━━━ Auszug

Durch in- und ausländischen Einmischung wurde die Wahl eines Tulku aufgrund religiöser Kriterien im Laufe der Jahrhunderte eher zur Ausnahme als zur Regel. Natürlich zeigten sich auch authentische Lamas. Die tibetische Geschichte ist reich an Beispielen für verwirklichte Tulku-Linien und theoretisch war das ganze System darauf ausgelegt, solche Wesen zu finden und sich um sie zu kümmern. Doch nachdem es Jahrhunderte lang mißbraucht wurde, ermöglichte das selbe System, daß eine große Anzahl von Tulkus entweder zu politischen Marionetten oder zu absoluten Prinzen wurde. Erstere waren ein Werkzeug in der Hand ihrer Vertrauten, die, während sie ihre eigenen Intrigen spannen, sehr darauf achtete, sich bei dem Tulku Gehör zu verschaffen. Letztere wurden selbst zu Politikern, niemandem gegenüber verantwortlich und von denen beraten, die gerade in ihrer Gunst standen und so sprangen sie oft unvorbereitet in die unbeständigen Gewässer politischer Leidenschaft. Die Tatsache, daß ihre Äußerungen in vielen Fällen den Status von Gesetzen hatten, machte die Sache nur noch schlimmer. Begriffe wie Transparenz, Verantwortlichkeit und Demokratie, die Eckpfeiler einer modernen Gesellschaft im Westen, waren unbekannte Vorstellungen im alten Tibet. Schon der bloße Gedanke an eine repräsentative Regierung oder an kleine Abstriche der absoluten Macht - Vorstellungen, denen sich die Amtsgewalten im Westen schon längst unterworfen hatten - wurde in Tibet und dem Rest Asiens verabscheut. Als Konsequenz wurde das Land oft von einem Haufen ungeeigneter Leute regiert, deren einzige Qualität darin bestand, daß sie einen Titel trugen, oder eng mit einem bekannten Namen verbunden waren.

━━━━━━

Was zu tun ist => Setze den Auszug über das Tulku-System bitte nach seinem letzten Satz fort. Das nachstehende Material ist vom Auszug über das Tulku-System unabhängig.

━━━ Bereitgestelltes Material

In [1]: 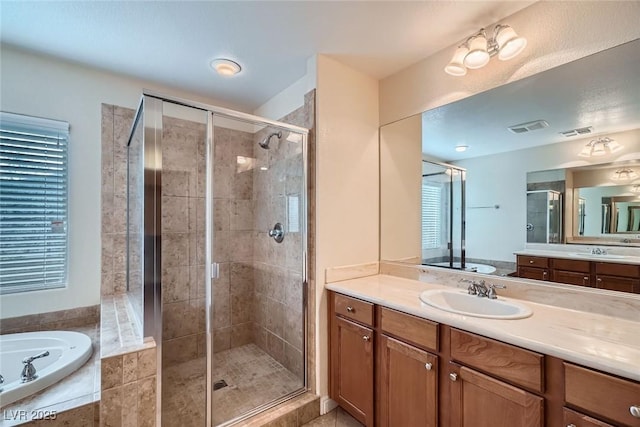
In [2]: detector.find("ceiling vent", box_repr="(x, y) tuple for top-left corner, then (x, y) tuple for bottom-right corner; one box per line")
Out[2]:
(560, 126), (593, 138)
(508, 120), (549, 134)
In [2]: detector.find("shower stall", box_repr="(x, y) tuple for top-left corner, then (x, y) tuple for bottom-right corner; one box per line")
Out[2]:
(127, 92), (308, 426)
(421, 160), (466, 269)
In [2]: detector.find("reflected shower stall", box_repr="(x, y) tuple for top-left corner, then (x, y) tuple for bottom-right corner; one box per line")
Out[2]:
(127, 92), (307, 426)
(421, 160), (466, 269)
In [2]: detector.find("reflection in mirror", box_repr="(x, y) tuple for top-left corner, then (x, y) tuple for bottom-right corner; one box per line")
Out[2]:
(380, 40), (640, 280)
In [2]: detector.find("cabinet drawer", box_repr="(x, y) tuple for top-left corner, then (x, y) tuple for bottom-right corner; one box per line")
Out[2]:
(518, 265), (549, 280)
(551, 258), (591, 275)
(380, 307), (438, 351)
(596, 274), (640, 294)
(518, 255), (549, 268)
(564, 363), (640, 426)
(552, 270), (591, 286)
(563, 408), (613, 427)
(595, 262), (640, 279)
(451, 329), (544, 393)
(334, 294), (373, 326)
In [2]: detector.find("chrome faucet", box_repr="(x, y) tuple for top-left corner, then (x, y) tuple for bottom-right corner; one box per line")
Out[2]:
(20, 351), (49, 383)
(460, 279), (506, 299)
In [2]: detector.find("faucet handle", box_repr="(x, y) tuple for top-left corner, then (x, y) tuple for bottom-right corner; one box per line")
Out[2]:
(487, 283), (506, 299)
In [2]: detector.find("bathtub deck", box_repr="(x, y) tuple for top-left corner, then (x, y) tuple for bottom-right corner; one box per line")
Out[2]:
(0, 324), (100, 427)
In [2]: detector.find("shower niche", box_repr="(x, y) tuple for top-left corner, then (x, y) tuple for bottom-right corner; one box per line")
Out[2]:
(128, 93), (307, 426)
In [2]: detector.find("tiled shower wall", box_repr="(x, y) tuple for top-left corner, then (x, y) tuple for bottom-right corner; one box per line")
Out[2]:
(253, 91), (315, 379)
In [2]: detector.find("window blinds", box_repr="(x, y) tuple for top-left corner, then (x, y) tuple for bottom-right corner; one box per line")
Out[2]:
(422, 184), (442, 249)
(0, 112), (69, 294)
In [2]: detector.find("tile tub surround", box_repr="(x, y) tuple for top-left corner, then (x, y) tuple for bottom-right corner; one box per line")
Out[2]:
(0, 322), (100, 427)
(0, 305), (100, 334)
(326, 275), (640, 381)
(100, 347), (157, 427)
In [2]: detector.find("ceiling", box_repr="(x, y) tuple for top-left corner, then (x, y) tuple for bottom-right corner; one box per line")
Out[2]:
(422, 40), (640, 161)
(0, 0), (534, 111)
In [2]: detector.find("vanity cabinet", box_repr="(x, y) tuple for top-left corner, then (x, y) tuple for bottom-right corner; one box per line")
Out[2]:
(517, 255), (551, 280)
(376, 307), (439, 427)
(329, 293), (375, 427)
(329, 290), (640, 427)
(594, 262), (640, 294)
(449, 363), (544, 427)
(517, 255), (640, 294)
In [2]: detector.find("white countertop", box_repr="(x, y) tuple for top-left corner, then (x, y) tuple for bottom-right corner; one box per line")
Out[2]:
(326, 275), (640, 381)
(514, 249), (640, 265)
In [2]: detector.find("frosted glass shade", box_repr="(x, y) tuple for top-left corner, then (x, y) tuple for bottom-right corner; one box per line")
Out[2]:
(444, 46), (469, 76)
(464, 35), (491, 70)
(496, 25), (527, 61)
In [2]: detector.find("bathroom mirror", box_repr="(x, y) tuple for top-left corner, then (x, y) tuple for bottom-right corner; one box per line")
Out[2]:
(380, 40), (640, 274)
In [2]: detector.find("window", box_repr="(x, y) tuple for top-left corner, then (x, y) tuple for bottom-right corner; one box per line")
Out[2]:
(0, 112), (69, 294)
(422, 183), (442, 250)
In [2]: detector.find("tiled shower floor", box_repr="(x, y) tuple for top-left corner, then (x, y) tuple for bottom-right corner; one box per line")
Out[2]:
(162, 344), (302, 427)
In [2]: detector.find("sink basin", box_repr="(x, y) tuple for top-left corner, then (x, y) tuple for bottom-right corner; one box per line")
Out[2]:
(420, 289), (532, 319)
(569, 252), (628, 259)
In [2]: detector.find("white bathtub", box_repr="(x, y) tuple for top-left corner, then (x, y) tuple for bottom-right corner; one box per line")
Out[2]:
(0, 331), (93, 407)
(431, 262), (496, 274)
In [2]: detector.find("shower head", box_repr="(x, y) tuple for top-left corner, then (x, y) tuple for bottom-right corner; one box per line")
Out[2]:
(258, 131), (282, 150)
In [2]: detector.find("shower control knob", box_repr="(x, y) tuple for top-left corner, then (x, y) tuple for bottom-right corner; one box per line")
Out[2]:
(269, 222), (284, 243)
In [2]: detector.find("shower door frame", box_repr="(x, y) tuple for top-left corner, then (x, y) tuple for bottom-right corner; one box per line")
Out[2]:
(136, 89), (309, 426)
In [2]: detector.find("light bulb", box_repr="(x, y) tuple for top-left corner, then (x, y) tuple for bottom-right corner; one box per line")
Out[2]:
(464, 34), (491, 70)
(444, 45), (469, 76)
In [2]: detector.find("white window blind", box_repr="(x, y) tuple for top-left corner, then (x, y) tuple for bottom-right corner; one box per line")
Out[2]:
(422, 183), (442, 249)
(0, 112), (69, 294)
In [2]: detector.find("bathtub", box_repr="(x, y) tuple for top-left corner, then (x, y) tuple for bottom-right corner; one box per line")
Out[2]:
(0, 331), (93, 407)
(430, 262), (496, 274)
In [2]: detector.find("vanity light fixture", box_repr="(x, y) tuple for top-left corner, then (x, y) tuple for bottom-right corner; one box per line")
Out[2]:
(210, 58), (242, 77)
(611, 168), (638, 181)
(578, 136), (622, 157)
(444, 24), (527, 76)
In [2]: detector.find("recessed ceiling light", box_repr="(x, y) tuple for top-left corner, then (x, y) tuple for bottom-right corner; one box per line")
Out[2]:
(211, 58), (242, 77)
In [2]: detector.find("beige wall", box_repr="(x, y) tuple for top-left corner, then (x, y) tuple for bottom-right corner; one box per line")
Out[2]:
(316, 56), (379, 396)
(380, 1), (640, 124)
(380, 114), (422, 261)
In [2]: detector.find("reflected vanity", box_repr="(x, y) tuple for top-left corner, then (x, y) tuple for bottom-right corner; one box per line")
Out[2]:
(380, 40), (640, 292)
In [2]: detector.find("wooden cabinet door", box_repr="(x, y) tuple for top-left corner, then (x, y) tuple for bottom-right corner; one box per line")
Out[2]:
(551, 270), (591, 286)
(376, 335), (438, 427)
(596, 274), (640, 294)
(331, 316), (374, 426)
(518, 266), (549, 280)
(449, 363), (544, 427)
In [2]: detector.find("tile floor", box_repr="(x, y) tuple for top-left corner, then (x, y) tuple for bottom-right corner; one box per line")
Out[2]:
(303, 407), (363, 427)
(162, 344), (302, 427)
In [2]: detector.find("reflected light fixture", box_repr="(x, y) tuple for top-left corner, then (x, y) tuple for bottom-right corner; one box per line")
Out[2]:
(210, 58), (242, 77)
(578, 137), (622, 157)
(611, 168), (638, 181)
(444, 24), (527, 76)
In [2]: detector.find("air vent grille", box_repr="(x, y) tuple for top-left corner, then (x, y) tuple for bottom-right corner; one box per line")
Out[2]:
(508, 120), (549, 134)
(560, 126), (593, 138)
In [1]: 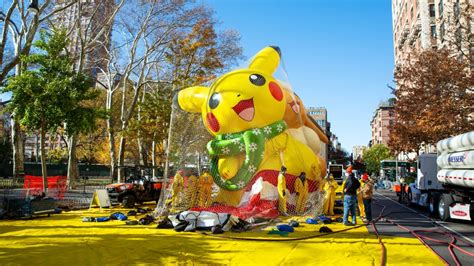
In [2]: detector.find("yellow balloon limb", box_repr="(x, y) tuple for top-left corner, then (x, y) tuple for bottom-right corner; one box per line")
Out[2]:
(277, 172), (288, 214)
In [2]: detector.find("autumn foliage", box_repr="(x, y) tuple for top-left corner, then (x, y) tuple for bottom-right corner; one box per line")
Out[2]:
(389, 50), (474, 152)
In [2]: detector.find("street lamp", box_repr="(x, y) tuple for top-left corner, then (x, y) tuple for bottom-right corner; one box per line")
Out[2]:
(28, 0), (39, 13)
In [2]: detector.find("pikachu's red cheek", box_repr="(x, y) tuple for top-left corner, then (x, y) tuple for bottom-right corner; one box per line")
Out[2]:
(206, 113), (220, 132)
(268, 81), (283, 101)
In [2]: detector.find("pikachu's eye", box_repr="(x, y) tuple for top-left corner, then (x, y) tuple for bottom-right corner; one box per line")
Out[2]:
(209, 92), (221, 109)
(249, 74), (265, 86)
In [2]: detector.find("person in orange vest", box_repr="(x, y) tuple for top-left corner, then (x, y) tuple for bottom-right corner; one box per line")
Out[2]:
(360, 173), (374, 222)
(343, 167), (360, 226)
(323, 174), (339, 215)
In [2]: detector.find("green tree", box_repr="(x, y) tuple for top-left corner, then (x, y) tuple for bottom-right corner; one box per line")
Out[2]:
(362, 144), (393, 174)
(3, 30), (101, 192)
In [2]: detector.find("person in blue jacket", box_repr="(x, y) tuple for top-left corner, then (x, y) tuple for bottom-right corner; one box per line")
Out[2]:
(343, 166), (360, 225)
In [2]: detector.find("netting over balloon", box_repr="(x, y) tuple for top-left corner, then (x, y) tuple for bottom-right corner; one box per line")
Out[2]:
(157, 46), (327, 220)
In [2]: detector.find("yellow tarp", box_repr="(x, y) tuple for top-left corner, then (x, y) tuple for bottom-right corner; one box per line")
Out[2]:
(0, 209), (442, 265)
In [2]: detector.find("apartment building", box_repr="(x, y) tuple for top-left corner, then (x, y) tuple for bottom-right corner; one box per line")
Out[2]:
(307, 107), (330, 160)
(352, 145), (367, 161)
(370, 100), (395, 145)
(392, 0), (474, 65)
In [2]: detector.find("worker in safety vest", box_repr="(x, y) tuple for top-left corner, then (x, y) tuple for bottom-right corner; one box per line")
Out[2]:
(323, 174), (338, 215)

━━━━━━

Ergebnis =>
Die Mehrheit der Bevölkerung, sowohl die freigeistigen Nomaden im Osten, als auch die eher braven Bewohner von Zentraltibet, lebte in einem gewissen Maß unter feudaler Abhängigkeit und Unterwerfung, wobei die persönliche Freiheit nur so weit reichte, wie es der direkte Vorgesetzte oder der Abt erlaubte.

Die bevorzugte Methode offizieller Bestrafung war die Auspeitschung, um die etwas widerspenstigen Individuen in Schach zu halten. Folter in ihrer grausamsten und unmenschlichsten Form war an der Tagesordnung. Von den Vertretern der Ching Dynastie zur Zeit des 5. Dalai Lamas nach Tibet gebracht, kam sie dort sofort zur Anwendung, als drei Minister des Dalai Lamas verhaftet wurden und man sie öffentlich zerstückelte. Obwohl die Folter durch den 13. Dalai Lama geächtet wurde, blieb sie trotz seines Verbotes weiterhin erhalten, bis 1959 die Kommunisten ihre eigene unmenschlichen Art der Unterdrückung einführten. Die grausamen Fotos von Männern mit abgehackten Gliedern, Zeugen einer brutalen Routine im alten Tibet, waren also nicht einfach nur kommunistische Propaganda.

Die Erziehung und der Zugang zur Informationen waren die alleinige Domäne der Klöster, wodurch einem großen Teil der Bevölkerung nicht einmal die einfachste Bildung ermöglicht wurde. Für die meisten Tibeter bedeuteten die höchsten Belehrungen über die Natur aller Dinge - die Essenz des Buddhismus - lediglich einen oberflächlichen Glauben an oft sehr einfache Grundsätze, geprägt durch Angst und karmische Vergeltung oder einfach nur durch blindes Vertrauen in ihre Rinpoches. Obwohl ihr Vertrauen in ein System, das in seiner Essenz und Ganzheit so völlig positiv ist, ihnen ein grundsätzlich befriedigendes und glückliches Leben ermöglichte, muß man jedoch - der historischen Wahrheit zuliebe - eingestehen, daß der größte Teil der Tibeter eine rückständige, ungebildete und abergläubische Existenz führte. Die damaligen Werte erweisen sich in der heutigen Welt als weitgehend belanglos.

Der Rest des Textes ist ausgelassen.